## [Что нужно сделать]
A. Кто, согласно исходному тексту, возглавил Верховную комиссию по расследованию «дела Каракозова»?
B. Изложите в виде списка абзац исходного текста, который начинается словами «Все эти перемены производились». Сохраните основные факты.

╭─ Исходный текст

Но Бог хранит от замыслов двуличных

Тех, кто привносит в этот мир величье,

Он жизнь и образ государя сохранил

И выбил из убийцы злобный пыл.

Париж простерт пред чудом избавленья,

Как Ваш народ объят благодареньем.

Талейран сообщал в Париж о последовавших за покушением важных перестановках в петербургской бюрократической иерархии, когда были отправлены в отставку начальник Третьего отделения князь В.А. Долгоруков, генерал-губернатор Петербурга князь А.А. Суворов и либеральный министр народного просвещения А.В. Головнин. Они были заменены сторонниками более решительных мер по борьбе с «революционной заразой».

Все эти перемены производились в процессе работы Верховной комиссии по расследованию «дела Каракозова». Комиссию возглавил граф М.Н. Муравьев, бывший до того министром государственных имуществ и генерал-губернатором Северо-Западного края. Талейран называет его «проконсулом Литвы». В 1863 г. Муравьев железной рукой подавил восстание в Польше, за что заслужил в либеральных кругах репутацию «вешателя». Именно его посол Франции считал инициатором произведенных императором Александром министерских перемещений, в частности, Головнина, который по убеждению Муравьева, «распустил студентов», чем способствовал распространению среди них «ниспровергательных настроений».

Наполеон III, сам переживший несколько покушений, направил Александру II личное письмо с выражением искреннего сочувствия, солидарности и радости по случаю его чудодейственного спасения. Впечатленный подвигом спасителя царя, костромского крестьянина Осипа Комиссарова, император французов произвел его в кавалеры Почетного легиона.

В ответном письме Александр II отметил, что «растроган тем сердечным порывом, с которым Вы, Ваше Величество, выразили мне свое сочувствие в такой печальной ситуации…

Я искренне ценю те дружественные чувства, с которыми Вы, Ваше Величество, отнеслись к этому»[608].

╰─
╭─ Предоставленные записи

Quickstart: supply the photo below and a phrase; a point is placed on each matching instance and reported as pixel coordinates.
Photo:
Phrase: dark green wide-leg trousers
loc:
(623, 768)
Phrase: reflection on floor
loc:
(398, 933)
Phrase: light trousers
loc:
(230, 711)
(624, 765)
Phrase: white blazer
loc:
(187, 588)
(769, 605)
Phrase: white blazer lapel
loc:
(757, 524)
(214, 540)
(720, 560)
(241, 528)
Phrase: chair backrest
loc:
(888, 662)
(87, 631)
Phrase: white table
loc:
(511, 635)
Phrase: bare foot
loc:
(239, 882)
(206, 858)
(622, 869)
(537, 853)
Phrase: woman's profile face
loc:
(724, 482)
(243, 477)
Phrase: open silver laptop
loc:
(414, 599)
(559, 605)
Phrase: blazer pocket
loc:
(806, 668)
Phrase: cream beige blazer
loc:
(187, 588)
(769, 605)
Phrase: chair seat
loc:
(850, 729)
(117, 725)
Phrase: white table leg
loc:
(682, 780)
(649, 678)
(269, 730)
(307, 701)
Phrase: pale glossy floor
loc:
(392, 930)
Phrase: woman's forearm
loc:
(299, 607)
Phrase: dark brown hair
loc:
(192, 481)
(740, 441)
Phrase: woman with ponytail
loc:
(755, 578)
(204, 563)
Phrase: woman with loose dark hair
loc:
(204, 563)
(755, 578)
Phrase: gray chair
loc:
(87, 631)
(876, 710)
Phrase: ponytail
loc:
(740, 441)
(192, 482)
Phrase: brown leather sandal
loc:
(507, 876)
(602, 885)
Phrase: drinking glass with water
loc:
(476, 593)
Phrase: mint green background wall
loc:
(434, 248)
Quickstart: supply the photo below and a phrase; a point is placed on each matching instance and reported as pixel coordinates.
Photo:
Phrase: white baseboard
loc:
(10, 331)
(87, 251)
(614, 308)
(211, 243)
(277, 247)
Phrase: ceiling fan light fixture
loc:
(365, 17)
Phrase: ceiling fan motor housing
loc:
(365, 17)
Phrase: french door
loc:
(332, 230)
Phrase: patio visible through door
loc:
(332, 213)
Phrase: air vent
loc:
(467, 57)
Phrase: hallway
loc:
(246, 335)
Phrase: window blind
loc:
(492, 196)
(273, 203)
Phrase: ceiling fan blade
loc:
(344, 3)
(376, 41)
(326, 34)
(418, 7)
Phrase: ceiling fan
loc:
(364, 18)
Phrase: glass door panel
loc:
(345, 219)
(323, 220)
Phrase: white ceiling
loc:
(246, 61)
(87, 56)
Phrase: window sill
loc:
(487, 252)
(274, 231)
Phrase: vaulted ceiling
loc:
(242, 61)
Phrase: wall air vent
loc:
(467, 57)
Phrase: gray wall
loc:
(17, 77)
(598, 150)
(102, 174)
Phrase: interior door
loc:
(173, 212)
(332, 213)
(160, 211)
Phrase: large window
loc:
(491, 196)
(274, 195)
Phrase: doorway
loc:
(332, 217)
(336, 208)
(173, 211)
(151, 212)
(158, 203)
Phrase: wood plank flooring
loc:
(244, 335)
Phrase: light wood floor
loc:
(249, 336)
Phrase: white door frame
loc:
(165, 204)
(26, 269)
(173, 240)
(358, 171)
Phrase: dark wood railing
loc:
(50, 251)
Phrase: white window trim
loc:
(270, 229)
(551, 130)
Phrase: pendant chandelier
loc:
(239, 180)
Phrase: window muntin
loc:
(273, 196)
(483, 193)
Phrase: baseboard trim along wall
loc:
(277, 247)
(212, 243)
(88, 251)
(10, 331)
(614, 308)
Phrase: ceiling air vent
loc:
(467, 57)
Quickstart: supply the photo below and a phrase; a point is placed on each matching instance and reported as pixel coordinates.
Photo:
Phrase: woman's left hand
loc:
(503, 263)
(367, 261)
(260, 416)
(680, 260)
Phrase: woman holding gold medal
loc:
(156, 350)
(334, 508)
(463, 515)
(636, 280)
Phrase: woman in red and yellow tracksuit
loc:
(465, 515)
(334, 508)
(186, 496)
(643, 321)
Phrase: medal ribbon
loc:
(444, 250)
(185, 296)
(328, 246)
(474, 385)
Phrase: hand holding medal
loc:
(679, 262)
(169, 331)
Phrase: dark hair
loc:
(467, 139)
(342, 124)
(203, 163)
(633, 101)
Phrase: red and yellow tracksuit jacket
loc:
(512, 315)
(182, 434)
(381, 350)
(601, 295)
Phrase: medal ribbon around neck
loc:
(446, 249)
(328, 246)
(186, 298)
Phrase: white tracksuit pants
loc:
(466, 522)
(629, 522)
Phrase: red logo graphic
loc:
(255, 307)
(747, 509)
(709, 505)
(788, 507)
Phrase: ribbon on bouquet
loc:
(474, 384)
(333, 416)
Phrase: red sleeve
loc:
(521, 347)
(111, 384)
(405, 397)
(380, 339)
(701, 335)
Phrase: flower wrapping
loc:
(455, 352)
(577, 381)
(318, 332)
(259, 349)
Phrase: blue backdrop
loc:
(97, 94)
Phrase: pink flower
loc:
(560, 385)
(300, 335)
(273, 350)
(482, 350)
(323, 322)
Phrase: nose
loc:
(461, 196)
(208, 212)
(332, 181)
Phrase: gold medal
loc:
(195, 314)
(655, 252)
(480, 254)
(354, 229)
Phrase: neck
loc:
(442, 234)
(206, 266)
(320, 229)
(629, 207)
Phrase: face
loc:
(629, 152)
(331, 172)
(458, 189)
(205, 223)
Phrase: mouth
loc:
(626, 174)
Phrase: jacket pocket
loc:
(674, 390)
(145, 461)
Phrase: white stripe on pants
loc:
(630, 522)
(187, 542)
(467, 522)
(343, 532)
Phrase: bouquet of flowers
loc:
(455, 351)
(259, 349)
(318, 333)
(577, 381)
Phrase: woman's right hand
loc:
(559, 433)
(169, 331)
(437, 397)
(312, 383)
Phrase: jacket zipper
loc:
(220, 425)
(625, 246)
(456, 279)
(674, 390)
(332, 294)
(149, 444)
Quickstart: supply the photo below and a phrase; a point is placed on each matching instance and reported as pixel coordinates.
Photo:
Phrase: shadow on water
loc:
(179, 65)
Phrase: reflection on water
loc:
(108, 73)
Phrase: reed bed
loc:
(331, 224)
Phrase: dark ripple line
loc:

╰─

## [Ожидаемые ответы]
A. Граф М.Н. Муравьев.

B.
- Перемены проводились в ходе работы Верховной комиссии по расследованию «дела Каракозова».
- Комиссию возглавил граф М.Н. Муравьев, прежде министр государственных имуществ и генерал-губернатор Северо-Западного края. Талейран называет его «проконсулом Литвы».
- В 1863 г. Муравьев жестко подавил восстание в Польше, за что в либеральных кругах получил репутацию «вешателя».
- Посол Франции считал Муравьева инициатором министерских перемещений, в частности смещения Головнина. По убеждению Муравьева, Головнин «распустил студентов» и тем способствовал распространению среди них «ниспровергательных настроений».